QUOTED PASSAGE –
>>>

IRstuff is mostly correct, the ellipsoid (which is a subset of things called spheroids, so nyah) that models the earth's surface for the GPS system has not changed since 1984.

But before that, it used a spheroid dubbed GRS80. So it has been changed, and may yet change again...but the changes don't affect practical applications for GPS.

WGS-84 has been revised, though, through updates to the geoid, or the geopotential mean sea level model, which is the datum from which altitudes (true altitudes) are measured from. That model is basically a mapping of the geopotential altitudes as deviations from the spheroid/ellipsoid. Again, the lumpiness of earth's gravity does indeed change over time, and these changes affect the altitude of earth topography, as defined by "mean sea level". Whether or not your GPS receiver includes such corrections is debatable, but likely not.

From wikipedia:

"The latest major revision of WGS 84 is also referred to as "Earth Gravitational Model 1996" (EGM96), first published in 1996, with revisions as recent as 2004. This model has the same reference ellipsoid as WGS 84, but has a higher-fidelity geoid (roughly 100 km resolution versus 200 km for the original WGS 84).

Many of the original authors of WGS 84 contributed to a new higher fidelity model, called EGM2008.[9] This new model will have a geoid with a resolution approaching 10 km, requiring over 4.6 million terms in the spherical expansion (versus 130,317 in EGM96 and 32,757 in WGS 84)."

<<<

ACTIVITIES –
- A) Decide whether each statement agrees with the WGS 84 post. Answer yes or no and quote the words that settle it.
(i) The ellipsoid that models the earth's surface for GPS has not changed since 1984.
(ii) EGM96 uses a different reference ellipsoid from WGS 84.
(iii) EGM2008 needs more than 4.6 million terms in its spherical expansion.
- B) Turn the paragraph of the WGS 84 post that begins "WGS-84 has been revised, though" into a short bulleted list that keeps its main facts.
- C) Answer from the WGS 84 post:
(i) The geoid is the datum for measuring what kind of altitudes?
(ii) Roughly what resolution does the EGM96 geoid have?
(iii) How many terms does WGS 84 use in its spherical expansion?

SOURCE DATA –
>>>

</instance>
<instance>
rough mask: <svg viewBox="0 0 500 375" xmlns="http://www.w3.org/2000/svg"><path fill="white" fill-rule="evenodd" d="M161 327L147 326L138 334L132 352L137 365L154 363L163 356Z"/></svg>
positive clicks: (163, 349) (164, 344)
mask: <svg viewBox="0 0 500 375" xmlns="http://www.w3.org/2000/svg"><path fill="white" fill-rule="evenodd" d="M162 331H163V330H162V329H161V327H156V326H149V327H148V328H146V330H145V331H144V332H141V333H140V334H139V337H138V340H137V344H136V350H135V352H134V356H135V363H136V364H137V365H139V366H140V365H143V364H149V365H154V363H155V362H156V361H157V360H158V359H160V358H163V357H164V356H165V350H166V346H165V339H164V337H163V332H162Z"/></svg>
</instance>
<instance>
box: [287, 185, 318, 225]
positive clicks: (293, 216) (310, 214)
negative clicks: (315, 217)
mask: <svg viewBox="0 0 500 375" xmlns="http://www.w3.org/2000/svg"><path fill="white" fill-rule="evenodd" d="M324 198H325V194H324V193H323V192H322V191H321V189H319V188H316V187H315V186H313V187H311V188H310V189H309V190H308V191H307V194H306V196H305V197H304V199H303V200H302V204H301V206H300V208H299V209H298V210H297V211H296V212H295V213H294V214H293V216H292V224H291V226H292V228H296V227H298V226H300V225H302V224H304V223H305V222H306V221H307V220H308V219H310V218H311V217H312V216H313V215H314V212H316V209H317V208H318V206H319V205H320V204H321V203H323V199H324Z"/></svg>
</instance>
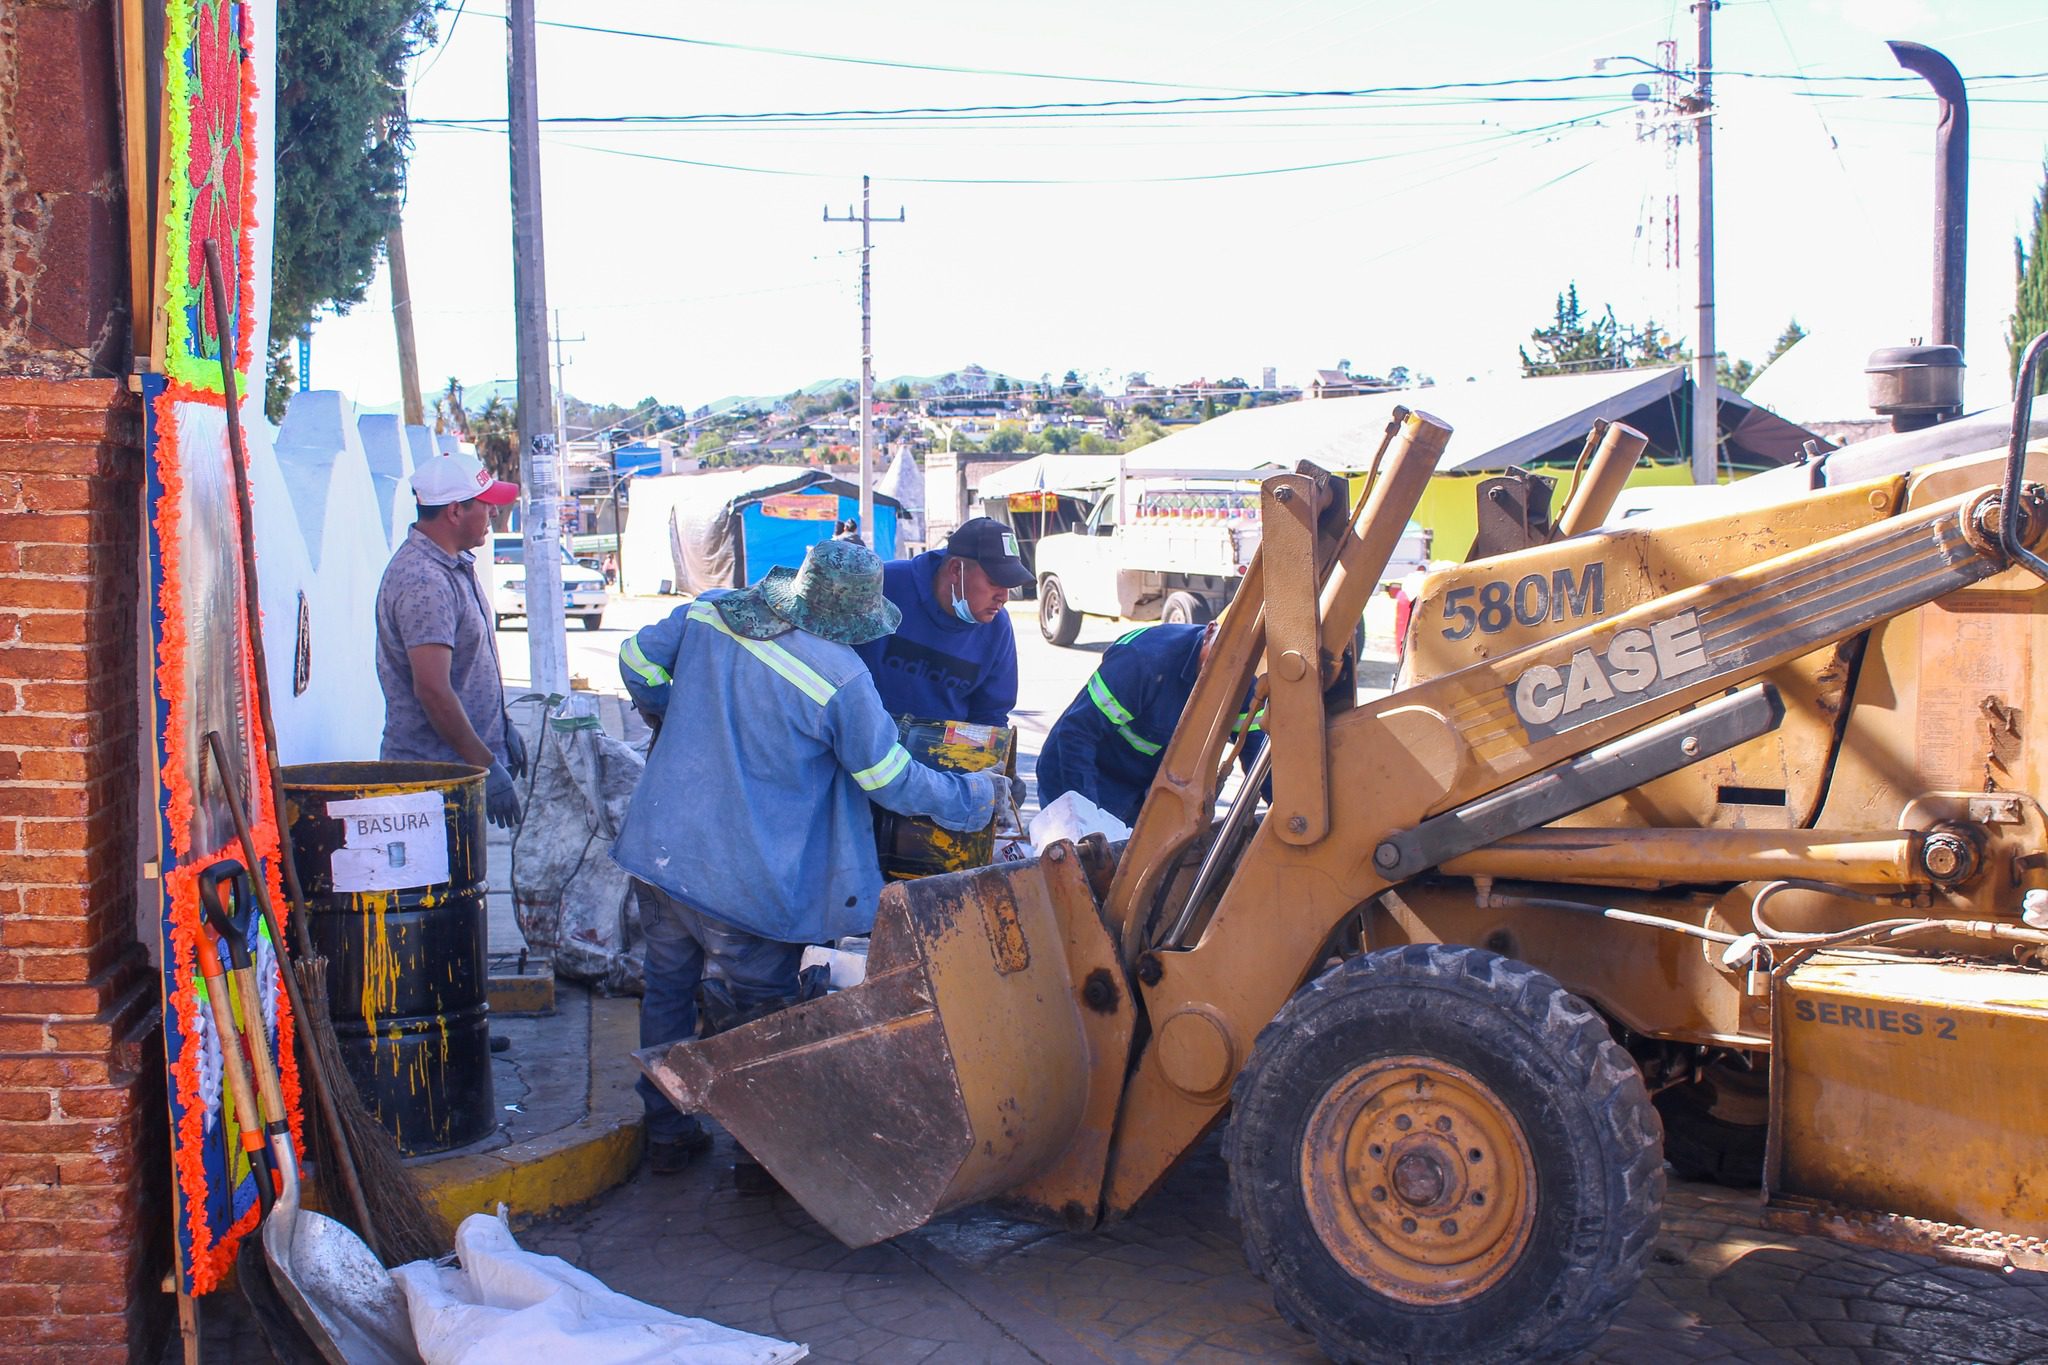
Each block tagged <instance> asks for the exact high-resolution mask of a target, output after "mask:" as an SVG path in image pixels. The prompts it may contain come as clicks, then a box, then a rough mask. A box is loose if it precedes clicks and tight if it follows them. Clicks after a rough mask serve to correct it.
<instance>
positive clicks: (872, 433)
mask: <svg viewBox="0 0 2048 1365" xmlns="http://www.w3.org/2000/svg"><path fill="white" fill-rule="evenodd" d="M825 221H827V223H860V534H862V538H866V542H868V544H877V540H874V346H872V340H870V321H872V315H870V311H868V254H870V252H872V241H870V233H868V227H870V225H872V223H901V221H903V209H897V215H895V217H893V219H879V217H874V215H872V211H870V209H868V178H866V176H860V217H858V219H856V217H854V211H852V209H848V211H846V217H831V209H829V207H827V209H825Z"/></svg>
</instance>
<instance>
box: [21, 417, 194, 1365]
mask: <svg viewBox="0 0 2048 1365" xmlns="http://www.w3.org/2000/svg"><path fill="white" fill-rule="evenodd" d="M141 497H143V493H141V399H137V397H133V395H129V393H127V389H125V387H123V385H119V383H115V381H92V379H74V381H39V379H0V1342H4V1345H0V1357H4V1359H6V1361H10V1363H12V1361H66V1363H68V1361H129V1359H143V1357H147V1355H152V1353H154V1351H156V1347H158V1345H160V1342H162V1336H164V1330H166V1326H168V1312H170V1297H168V1295H166V1293H164V1291H162V1287H160V1281H162V1275H164V1271H166V1269H168V1246H170V1242H168V1228H170V1207H168V1203H166V1201H168V1189H170V1156H168V1152H170V1148H168V1142H170V1138H168V1128H166V1119H164V1044H162V1033H160V1007H158V999H160V988H158V980H156V974H154V970H152V968H150V962H147V956H145V950H143V945H141V941H139V935H137V880H135V857H137V853H135V847H137V782H139V772H141V769H139V763H141V761H143V757H141V747H139V745H141V739H139V724H137V702H135V696H137V688H139V686H141V679H139V677H137V663H135V659H137V647H135V641H137V632H139V630H141V628H143V626H145V622H143V620H141V618H139V604H137V598H139V589H137V561H139V553H141V551H139V526H141Z"/></svg>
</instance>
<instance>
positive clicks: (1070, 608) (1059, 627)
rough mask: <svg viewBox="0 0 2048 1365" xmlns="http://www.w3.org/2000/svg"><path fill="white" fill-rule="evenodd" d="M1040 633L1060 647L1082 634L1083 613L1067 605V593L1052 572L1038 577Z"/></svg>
mask: <svg viewBox="0 0 2048 1365" xmlns="http://www.w3.org/2000/svg"><path fill="white" fill-rule="evenodd" d="M1038 634H1042V636H1044V639H1047V643H1049V645H1059V647H1067V645H1073V643H1075V641H1077V639H1079V636H1081V614H1079V612H1075V610H1073V608H1069V606H1067V593H1065V591H1063V589H1061V585H1059V579H1057V577H1053V575H1051V573H1049V575H1044V577H1042V579H1038Z"/></svg>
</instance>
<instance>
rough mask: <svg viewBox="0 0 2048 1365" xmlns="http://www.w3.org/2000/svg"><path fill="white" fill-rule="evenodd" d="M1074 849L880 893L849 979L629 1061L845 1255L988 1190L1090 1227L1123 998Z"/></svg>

<<<

OUTPUTS BY TASK –
- A)
(i) Yes: "has not changed since 1984."
(ii) No: "This model has the same reference ellipsoid as WGS 84"
(iii) Yes: "requiring over 4.6 million terms in the spherical expansion"

- B)
- WGS-84 has been revised through updates to the geoid, the geopotential mean sea level model.
- The geoid is the datum for measuring true altitudes.
- It maps geopotential altitudes as deviations from the spheroid/ellipsoid.
- The lumpiness of earth's gravity changes over time. This changes the altitude of earth's topography as defined by "mean sea level."
- It is debatable whether a GPS receiver includes these corrections, but it likely does not.

- C)
(i) True altitudes.
(ii) Roughly 100 km.
(iii) 32,757.